> [TO-DO LIST]
[1] In the Ruby forum thread below on generating binary sequences, why does the poster find the graycode algorithm unsuitable?
[2] Proceed with the Ruby forum thread on generating binary sequences, picking up right after its final line.

> [TEXT PASSAGE]
● ● ● ● ●
Generate binary sequences of length n?

I’m rather new to Ruby. I feel this should be very simple, but I’m
having trouble:

I’d like to write a script to work through all possible binary sequences
of length n.

The script would work as follows:

mylength = 4
resultz = binary_seq_generator(mylength)
puts “#{resultz}”

#resultz, not necessarily in this order:
[“0000”,“0001”,“0010”,“0011”,“0100”,“0101”,“0110”,“0111”,“1000”,“1001”,“1010”,“1011”,“1100”,“1101”,“1110”,“1111”]

Important to my use: This binary_seq_generator method must be written
in such a way so that each subsequent member of the resultz array would
be completely generated before the next member starts. This is where
I’m stuck. I have trying manipulating the graycode algorithm here:
http://yagni.com/graycode/

This graycode algorithm seems to produce an array where each member is
only finalized on the final recurse. I may be wrong…but by this
method, I can’t use resultz[i] for something before the algorithm starts
to build resultz[i+1], and I need to use each member of the resultz
array before moving on to the next binary string in the sequence.

Thanks much for helping a newbie!

Hi –

On Mon, 10 Aug 2009, Tom Best wrote:

mylength = 4
resultz = binary_seq_generator(mylength)
puts “#{resultz}”

#resultz, not necessarily in this order:
[“0000”,“0001”,“0010”,“0011”,“0100”,“0101”,“0110”,“0111”,“1000”,“1001”,“1010”,“1011”,“1100”,“1101”,“1110”,“1111”]

Try this:

def binary_seq_generator(n)
(0…(1 << n)).map {|e| “%0#{n}d” % e.to_s(2) }
end

Doesn’t necessarily roll off the fingers as readily as some Ruby
idioms do :slight_smile: But I think all or most of what you need is there, and
there are some interesting bits to it.

David

On Sun, Aug 9, 2009 at 8:32 PM, David A. Black[email protected]
wrote:

Try this:

def binary_seq_generator(n)
 (0…(1 << n)).map {|e| “%0#{n}d” % e.to_s(2) }
end

Doesn’t necessarily roll off the fingers as readily as some Ruby
idioms do :slight_smile: But I think all or most of what you need is there, and
there are some interesting bits to it.
● ● ● ● ●
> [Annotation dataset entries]
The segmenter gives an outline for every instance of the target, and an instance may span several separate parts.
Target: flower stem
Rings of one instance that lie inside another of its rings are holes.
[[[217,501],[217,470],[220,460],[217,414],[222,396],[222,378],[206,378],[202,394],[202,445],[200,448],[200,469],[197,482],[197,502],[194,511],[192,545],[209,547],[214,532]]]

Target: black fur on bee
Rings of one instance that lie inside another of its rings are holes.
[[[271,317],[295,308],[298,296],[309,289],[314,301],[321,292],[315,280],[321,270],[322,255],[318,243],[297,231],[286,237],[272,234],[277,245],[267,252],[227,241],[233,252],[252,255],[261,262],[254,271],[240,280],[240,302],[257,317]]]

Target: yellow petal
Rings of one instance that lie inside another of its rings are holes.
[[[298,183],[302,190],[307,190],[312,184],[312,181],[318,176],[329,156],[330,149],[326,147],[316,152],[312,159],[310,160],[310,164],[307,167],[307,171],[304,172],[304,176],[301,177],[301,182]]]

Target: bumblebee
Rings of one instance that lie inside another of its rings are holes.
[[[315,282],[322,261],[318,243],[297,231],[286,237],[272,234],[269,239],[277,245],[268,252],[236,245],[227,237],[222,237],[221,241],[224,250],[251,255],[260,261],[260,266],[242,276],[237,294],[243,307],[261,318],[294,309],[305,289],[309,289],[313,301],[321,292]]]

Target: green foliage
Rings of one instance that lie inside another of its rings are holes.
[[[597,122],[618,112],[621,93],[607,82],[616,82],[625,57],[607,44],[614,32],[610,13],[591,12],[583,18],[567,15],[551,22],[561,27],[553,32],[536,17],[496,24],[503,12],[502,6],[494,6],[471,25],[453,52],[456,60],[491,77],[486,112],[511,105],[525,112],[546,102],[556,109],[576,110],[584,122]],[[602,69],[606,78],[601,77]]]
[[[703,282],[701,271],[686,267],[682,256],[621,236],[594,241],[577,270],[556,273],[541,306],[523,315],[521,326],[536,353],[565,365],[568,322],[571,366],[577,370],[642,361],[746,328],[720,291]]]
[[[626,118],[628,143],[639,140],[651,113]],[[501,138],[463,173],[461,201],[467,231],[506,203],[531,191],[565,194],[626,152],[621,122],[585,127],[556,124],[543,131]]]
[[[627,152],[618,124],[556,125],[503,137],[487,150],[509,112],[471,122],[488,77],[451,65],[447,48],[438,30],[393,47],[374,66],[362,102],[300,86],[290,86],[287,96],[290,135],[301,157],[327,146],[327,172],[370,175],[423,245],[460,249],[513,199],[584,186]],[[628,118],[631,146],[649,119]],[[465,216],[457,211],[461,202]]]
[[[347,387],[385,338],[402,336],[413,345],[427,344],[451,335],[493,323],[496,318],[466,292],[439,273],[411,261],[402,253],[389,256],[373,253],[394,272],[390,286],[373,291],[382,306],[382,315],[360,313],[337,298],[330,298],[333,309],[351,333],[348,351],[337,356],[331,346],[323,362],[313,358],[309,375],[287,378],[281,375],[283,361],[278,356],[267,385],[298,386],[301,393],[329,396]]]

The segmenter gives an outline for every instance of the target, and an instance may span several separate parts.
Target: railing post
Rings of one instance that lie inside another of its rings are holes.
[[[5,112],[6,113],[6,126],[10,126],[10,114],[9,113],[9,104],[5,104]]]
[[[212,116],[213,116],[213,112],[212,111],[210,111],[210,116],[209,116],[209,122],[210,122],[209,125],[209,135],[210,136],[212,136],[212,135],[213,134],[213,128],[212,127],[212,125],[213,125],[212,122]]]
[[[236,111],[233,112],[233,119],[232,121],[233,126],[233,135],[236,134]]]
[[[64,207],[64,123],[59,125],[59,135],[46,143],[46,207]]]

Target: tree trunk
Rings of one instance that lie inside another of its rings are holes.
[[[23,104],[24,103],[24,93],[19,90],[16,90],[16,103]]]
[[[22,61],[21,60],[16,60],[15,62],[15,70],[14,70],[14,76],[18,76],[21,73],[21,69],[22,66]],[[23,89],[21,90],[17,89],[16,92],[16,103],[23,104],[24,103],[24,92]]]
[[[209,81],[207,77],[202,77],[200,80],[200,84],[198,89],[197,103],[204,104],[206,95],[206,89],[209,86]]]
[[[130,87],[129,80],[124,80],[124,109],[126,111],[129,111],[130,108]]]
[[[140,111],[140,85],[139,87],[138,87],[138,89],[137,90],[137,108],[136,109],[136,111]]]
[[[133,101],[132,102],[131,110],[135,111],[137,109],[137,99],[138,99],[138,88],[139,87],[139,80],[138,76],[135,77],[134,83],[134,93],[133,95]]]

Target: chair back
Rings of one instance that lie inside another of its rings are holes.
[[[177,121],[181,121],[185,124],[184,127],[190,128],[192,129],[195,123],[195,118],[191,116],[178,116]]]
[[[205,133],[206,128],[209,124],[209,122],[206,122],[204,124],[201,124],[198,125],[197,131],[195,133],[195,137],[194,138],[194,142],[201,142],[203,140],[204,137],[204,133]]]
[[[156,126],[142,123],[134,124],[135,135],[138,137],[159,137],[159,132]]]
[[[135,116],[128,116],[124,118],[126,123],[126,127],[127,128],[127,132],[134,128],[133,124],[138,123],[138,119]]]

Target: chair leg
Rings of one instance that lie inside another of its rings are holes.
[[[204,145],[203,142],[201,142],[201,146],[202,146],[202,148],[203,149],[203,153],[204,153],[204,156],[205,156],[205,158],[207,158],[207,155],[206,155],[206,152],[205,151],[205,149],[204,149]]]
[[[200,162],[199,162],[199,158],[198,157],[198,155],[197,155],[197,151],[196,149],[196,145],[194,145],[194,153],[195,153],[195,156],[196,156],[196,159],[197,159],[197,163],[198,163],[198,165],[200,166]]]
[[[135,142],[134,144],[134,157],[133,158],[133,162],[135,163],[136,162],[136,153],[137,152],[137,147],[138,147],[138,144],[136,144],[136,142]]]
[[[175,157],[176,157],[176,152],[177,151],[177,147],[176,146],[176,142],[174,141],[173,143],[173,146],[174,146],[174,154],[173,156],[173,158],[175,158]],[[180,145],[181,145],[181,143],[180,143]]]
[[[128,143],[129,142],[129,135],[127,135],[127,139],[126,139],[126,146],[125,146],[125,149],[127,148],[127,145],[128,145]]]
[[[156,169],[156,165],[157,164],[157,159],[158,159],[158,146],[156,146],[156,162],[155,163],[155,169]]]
● ● ● ● ●
> [IN RESPONSE]
[1] The graycode algorithm appears to finalize each member of the array only on the final recursion. The poster therefore cannot use resultz[i] before the algorithm starts building resultz[i+1], yet each binary string must be used before the next one in the sequence is produced.

[2]
Well 1.9 has to offer some elegance here

(1<<n).times.map{ | d | “%0{n}b” % d }

HTH
Robert

(1<<n).times.map{ | d | “%0{n}b” % d }
Oh I just forgot, maybe you need the “combinatoric” method :wink:

n.times.inject( [ “” ] ){ |s,| s.map{ |e| [ e + “0”, e + “1” ] }.flatten
}

Robert D. wrote:

On Sun, Aug 9, 2009 at 8:32 PM, David A. Black[email protected]
wrote:

Try this:

def binary_seq_generator(n)
 (0…(1 << n)).map {|e| “%0#{n}d” % e.to_s(2) }
end

Doesn’t necessarily roll off the fingers as readily as some Ruby
idioms do :slight_smile: But I think all or most of what you need is there, and
there are some interesting bits to it.
Well 1.9 has to offer some elegance here

(1<<n).times.map{ | d | “%0{n}b” % d }

HTH
Robert

They worked! Thank you both very much - having a comprehensive
understanding of these operators will move my coding to the next level!
Very much appreciated, Tom

Robert D. wrote:

(1<<n).times.map{ | d | “%0{n}b” % d }

Perhaps safer to avoid the interpolation in the format string, using ‘*’
to give the number of digits.

“%0*b” % [8,123]
=> “01111011”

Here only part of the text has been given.